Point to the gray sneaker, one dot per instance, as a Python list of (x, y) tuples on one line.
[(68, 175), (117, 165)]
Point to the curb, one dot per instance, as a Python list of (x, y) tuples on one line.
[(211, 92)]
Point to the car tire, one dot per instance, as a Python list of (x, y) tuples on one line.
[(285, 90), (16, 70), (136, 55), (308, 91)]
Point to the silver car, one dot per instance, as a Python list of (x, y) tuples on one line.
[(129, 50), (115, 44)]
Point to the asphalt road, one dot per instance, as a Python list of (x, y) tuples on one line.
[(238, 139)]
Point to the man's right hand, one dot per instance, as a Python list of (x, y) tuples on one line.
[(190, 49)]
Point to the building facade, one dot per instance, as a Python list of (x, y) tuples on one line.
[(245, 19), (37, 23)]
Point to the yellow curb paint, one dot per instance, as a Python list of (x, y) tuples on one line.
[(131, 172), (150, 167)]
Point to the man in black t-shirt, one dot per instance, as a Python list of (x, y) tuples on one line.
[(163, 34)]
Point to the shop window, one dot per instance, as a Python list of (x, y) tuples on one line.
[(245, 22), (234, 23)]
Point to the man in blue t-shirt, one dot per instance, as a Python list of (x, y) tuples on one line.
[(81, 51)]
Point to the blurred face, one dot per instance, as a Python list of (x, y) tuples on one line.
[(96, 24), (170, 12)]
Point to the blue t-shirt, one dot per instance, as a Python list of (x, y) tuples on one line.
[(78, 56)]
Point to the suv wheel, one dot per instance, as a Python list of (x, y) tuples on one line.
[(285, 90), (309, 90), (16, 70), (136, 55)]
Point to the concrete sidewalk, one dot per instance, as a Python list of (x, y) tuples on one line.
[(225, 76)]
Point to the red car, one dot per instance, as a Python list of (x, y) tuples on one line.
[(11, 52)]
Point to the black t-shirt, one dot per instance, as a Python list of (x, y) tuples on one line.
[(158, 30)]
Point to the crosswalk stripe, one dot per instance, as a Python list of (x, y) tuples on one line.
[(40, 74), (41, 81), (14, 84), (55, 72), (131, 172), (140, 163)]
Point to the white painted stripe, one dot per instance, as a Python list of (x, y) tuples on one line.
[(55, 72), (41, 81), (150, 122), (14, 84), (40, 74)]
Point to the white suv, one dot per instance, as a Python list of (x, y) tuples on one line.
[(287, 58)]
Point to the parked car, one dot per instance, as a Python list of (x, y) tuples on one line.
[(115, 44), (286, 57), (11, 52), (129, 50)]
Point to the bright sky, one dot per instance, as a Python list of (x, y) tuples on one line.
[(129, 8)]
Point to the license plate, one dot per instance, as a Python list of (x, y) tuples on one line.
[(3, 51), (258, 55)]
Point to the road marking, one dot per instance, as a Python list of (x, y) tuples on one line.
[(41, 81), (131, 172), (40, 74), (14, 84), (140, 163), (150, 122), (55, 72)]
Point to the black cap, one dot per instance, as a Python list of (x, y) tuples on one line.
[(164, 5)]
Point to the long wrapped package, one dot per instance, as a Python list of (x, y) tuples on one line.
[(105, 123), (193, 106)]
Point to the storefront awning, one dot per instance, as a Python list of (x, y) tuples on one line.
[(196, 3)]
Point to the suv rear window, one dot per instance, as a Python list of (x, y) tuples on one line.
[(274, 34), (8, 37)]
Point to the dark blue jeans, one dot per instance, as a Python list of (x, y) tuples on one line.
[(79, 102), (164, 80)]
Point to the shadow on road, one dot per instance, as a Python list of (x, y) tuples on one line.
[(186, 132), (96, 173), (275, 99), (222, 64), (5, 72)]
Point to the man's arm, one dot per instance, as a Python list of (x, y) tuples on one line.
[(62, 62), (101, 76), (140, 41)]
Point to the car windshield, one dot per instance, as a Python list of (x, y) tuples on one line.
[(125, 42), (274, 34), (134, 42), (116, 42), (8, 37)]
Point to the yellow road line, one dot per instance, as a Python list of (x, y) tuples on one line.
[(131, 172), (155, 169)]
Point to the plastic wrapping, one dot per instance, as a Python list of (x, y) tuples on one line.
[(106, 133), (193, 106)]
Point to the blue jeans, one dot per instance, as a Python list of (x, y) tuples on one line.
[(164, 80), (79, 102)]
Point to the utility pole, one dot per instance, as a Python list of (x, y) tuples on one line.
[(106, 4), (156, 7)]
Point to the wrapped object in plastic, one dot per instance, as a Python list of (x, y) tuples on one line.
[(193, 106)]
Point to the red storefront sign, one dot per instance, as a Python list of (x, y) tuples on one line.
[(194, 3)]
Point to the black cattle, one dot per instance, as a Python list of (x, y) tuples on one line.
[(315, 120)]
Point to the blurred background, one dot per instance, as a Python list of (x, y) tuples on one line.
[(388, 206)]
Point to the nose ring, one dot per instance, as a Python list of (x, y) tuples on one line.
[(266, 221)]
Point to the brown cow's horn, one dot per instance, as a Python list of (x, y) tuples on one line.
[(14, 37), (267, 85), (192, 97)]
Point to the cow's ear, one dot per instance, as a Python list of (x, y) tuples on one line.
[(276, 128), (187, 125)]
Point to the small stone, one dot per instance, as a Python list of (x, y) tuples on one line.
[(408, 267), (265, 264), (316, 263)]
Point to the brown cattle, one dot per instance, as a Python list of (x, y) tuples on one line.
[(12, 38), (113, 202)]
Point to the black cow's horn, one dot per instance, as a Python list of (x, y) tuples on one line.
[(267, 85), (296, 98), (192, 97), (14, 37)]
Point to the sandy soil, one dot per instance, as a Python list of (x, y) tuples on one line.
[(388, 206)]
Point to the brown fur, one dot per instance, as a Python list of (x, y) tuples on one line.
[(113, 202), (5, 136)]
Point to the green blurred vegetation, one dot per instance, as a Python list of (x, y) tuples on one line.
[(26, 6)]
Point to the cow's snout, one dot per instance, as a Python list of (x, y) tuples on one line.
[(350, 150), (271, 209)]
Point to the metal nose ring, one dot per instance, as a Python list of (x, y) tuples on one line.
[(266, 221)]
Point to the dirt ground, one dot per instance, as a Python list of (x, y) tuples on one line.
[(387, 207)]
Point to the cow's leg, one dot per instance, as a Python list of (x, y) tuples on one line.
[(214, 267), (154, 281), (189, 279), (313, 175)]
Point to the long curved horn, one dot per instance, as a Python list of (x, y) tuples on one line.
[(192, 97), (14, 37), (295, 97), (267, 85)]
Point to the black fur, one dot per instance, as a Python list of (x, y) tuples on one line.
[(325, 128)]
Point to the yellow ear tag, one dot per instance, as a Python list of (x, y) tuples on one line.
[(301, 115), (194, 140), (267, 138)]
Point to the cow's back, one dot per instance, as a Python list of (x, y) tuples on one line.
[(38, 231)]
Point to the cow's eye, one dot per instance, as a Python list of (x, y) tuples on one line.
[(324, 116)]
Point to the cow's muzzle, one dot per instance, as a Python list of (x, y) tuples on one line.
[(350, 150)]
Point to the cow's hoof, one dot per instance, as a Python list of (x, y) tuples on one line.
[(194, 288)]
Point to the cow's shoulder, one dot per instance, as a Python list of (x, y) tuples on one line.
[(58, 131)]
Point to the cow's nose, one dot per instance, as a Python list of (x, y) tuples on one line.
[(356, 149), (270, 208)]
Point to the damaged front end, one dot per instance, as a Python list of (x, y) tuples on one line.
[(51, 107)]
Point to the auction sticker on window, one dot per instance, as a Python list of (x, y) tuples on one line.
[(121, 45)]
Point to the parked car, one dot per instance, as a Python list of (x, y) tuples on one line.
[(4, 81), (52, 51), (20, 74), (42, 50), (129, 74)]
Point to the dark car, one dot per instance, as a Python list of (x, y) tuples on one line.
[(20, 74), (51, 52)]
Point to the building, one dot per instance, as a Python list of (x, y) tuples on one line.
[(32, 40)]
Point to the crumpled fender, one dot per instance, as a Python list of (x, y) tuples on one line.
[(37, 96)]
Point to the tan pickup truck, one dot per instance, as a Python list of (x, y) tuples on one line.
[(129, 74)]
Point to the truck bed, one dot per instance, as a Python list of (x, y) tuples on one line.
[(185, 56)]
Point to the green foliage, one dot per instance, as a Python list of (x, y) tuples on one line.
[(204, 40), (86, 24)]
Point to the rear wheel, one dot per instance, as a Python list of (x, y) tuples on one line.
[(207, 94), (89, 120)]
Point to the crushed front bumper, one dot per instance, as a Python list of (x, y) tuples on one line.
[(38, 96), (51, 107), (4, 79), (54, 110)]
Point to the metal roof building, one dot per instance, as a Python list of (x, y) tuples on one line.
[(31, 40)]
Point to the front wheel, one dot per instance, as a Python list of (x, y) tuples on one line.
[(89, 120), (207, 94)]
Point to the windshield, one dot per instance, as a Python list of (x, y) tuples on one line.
· · ·
◆ What is being asked
Extract, verbatim, the lines from the one containing "Point to the rear" through the last line of the listing above.

◆ Reply to the exercise
Point to the rear wheel, one dot per instance, as a Python list of (x, y) tuples on one line.
[(207, 94), (89, 120)]
Point to the crushed front bumper, one dot per instance, as a Python list of (x, y) tuples on one line.
[(38, 96), (51, 107), (4, 79), (54, 110)]
Point to the metal roof building, one dot per instance, as a Python list of (x, y) tuples on one line.
[(31, 40)]
Point to the front wheel, one dot per instance, as a Python list of (x, y) tuples on one line.
[(89, 120), (207, 94)]
Point to the windshield, one dot per instance, as a Python list of (x, y) tuples on one line.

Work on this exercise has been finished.